Line by line, reproduce the records exactly.

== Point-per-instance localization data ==
<<<<

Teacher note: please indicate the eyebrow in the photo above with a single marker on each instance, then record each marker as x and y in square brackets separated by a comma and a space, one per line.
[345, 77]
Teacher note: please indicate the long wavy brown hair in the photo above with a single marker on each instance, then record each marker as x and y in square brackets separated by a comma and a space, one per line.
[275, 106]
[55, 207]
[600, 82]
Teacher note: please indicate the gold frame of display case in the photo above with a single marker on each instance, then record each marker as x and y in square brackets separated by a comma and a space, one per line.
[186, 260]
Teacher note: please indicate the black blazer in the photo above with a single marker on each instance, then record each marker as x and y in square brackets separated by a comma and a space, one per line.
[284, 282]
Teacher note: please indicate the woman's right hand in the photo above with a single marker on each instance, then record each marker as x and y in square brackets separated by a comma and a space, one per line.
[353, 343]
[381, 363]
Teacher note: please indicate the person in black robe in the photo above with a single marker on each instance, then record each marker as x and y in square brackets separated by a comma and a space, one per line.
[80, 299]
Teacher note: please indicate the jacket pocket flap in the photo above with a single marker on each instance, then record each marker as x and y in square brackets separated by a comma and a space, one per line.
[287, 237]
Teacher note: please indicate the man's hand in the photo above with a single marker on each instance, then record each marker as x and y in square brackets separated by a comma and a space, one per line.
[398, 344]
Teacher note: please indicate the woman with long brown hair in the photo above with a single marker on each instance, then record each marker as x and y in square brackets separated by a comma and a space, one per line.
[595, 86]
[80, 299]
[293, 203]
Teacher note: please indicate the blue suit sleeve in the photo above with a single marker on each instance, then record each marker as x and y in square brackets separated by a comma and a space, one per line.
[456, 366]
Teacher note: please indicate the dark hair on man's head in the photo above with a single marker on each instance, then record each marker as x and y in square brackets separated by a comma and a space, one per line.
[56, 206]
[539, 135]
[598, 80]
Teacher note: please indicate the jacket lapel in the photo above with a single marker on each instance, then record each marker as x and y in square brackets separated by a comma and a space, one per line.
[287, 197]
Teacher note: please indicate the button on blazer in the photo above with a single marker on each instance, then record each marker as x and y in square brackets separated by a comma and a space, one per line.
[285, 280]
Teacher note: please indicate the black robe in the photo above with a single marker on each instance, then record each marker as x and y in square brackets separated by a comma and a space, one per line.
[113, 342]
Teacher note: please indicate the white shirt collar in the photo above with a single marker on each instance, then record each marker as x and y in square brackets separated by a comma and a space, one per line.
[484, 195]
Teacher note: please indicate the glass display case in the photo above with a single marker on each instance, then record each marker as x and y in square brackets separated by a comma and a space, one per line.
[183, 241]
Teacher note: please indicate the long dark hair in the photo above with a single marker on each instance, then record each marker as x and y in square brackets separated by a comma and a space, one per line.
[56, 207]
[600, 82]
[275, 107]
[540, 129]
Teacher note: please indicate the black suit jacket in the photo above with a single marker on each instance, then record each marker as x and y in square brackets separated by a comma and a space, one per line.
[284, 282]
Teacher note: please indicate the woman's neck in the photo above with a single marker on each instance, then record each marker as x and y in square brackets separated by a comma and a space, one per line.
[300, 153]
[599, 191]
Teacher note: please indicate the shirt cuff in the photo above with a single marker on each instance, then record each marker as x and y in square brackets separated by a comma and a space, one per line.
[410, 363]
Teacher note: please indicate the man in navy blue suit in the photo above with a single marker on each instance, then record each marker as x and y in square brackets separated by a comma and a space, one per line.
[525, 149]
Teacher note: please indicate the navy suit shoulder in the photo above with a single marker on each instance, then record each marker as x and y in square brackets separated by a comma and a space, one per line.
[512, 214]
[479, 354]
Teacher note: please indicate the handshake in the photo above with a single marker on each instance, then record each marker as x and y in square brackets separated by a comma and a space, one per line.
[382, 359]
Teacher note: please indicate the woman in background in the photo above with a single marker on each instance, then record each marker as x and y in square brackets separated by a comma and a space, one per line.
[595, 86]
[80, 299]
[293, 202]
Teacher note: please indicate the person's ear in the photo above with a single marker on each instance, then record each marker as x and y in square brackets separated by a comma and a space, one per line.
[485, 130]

>>>>

== Exercise response ==
Teacher note: please indicate the eyebrow in the photo above with a single marker on each instance, then record each marker as x and y in square brackets separated by a comma and a space, one per line.
[345, 77]
Teacher note: please indicate the long wavy brown hair in the photo above with a single marker on each instance, then record each marker as x and y in square brackets separated by a comma and a space, one per line.
[275, 106]
[55, 207]
[600, 82]
Teacher note: please indicate the gold frame of display case in the photo above with a single marker on each instance, then record each marker as x and y in square brackets separated by a comma and a space, one per line.
[186, 260]
Teacher note: please indicate the black blazer in the photo above with a single marker on each instance, then record each marker as x and y in square brackets separated by a comma and a space, one per line.
[284, 282]
Teacher note: please indicate the woman's right hand in the photo above with a single marker on each instance, then record each marker as x and y in square brackets separated by a comma and a space, one per line.
[353, 343]
[381, 363]
Teacher note: please indicate the person in black robe in the photo above with a single marker on each instance, then record each marker as x and y in square brackets separated by a comma and a space, one per line.
[80, 299]
Teacher note: please indicate the jacket pocket flap in the photo above with a single marker on each instance, then record each marker as x and y in square brackets separated by a comma and a space, one per line.
[287, 237]
Teacher note: please indicate the man's hand in the photo above with a single marker on each instance, then record each marker as x and y in square brackets separated by a comma and a space, one per line.
[398, 344]
Teacher note: please indicate the woman with long brown hair in the photo above with a single marker on each instance, then record each marker as x and y in square brackets separated by a comma and a space, one per line.
[595, 86]
[80, 299]
[293, 203]
Teacher note: please indicate the blue suit sleeve in the photo above with a single marker on each instance, then record each marker as x and y in square brackets separated by a comma and a space, one per line.
[456, 366]
Teacher note: please indicate the dark hair on man's head in the photo above with a single marker on each instance, then record each marker as x and y in square brackets separated by a comma and a space, one per line.
[56, 206]
[539, 135]
[598, 80]
Teacher note: please indicate the jacket lapel in the photo above with a single marker on each instance, then record each marker as x and y in square brackets separated by a comma and a space, one per line.
[287, 197]
Teacher note: please indicate the button on blazer in the photo above with a single marker on each instance, then record each marker as x and y in square brackets separated by a comma and a space, one per line.
[285, 280]
Teacher note: please indicate the black robe in the photo above with a single marker on each instance, then record each marker as x and y in square brackets separated by a comma and a space, one per line.
[113, 342]
Teacher note: please indicate the white shirt collar in the photo above with a single marker on each instance, then record each marker as x and y in square brackets separated by a comma and a space, one per line.
[484, 195]
Teacher note: please indicate the glass display case in the photo above with a single marker on each instance, then record each marker as x and y in square brackets separated by a comma and a space, one per line.
[183, 241]
Teacher note: please indicate the long dark hair in the photo above with a single marker on each instance, then record each marker as x and y in square brackets separated by a comma and a space, one per line.
[56, 207]
[600, 82]
[275, 107]
[540, 129]
Teacher note: please indicate the black suit jacket in the photo above with a single marker on each instance, then record each marker as x and y in square brackets separated by a comma and a space, one per line.
[284, 282]
Teacher note: please indicate the woman's neck in the photo above with a single marker on each instance, then record each marker as x and y in square brackets separated by a comma and a space, one per line.
[300, 153]
[599, 191]
Teacher note: please indicate the shirt cuff in the photo above with a single marker on each instance, then record each marker as x and y in square brackets separated by a comma and a space, one per line.
[410, 363]
Teacher note: please indicate the man in navy blue suit in the photo above with a single marker on each instance, then record each marker as x and y in square brackets separated by a comma and a space, one per line.
[525, 149]
Teacher note: please indicate the navy suit shoulder in the photo above with a single marker on each instance, then record each marker as x and y in square brackets separated by a comma and a space, one per line.
[512, 214]
[479, 354]
Teacher note: please indicate the handshake in the photo above with a single marker on each instance, then record each marker as x and y in square brackets separated by a comma and a space, one per line.
[382, 359]
Teacher note: please indicate the woman in background in the photo above with a single marker on each instance, then record each marker as x and y in square brackets separated by a comma and a space, one per line.
[595, 86]
[80, 299]
[293, 202]
Teacher note: please indicate the person's ear in the photo above with a single marker on each instance, then record each marker as x and y in square brackets separated by a comma and a space, one per line.
[485, 130]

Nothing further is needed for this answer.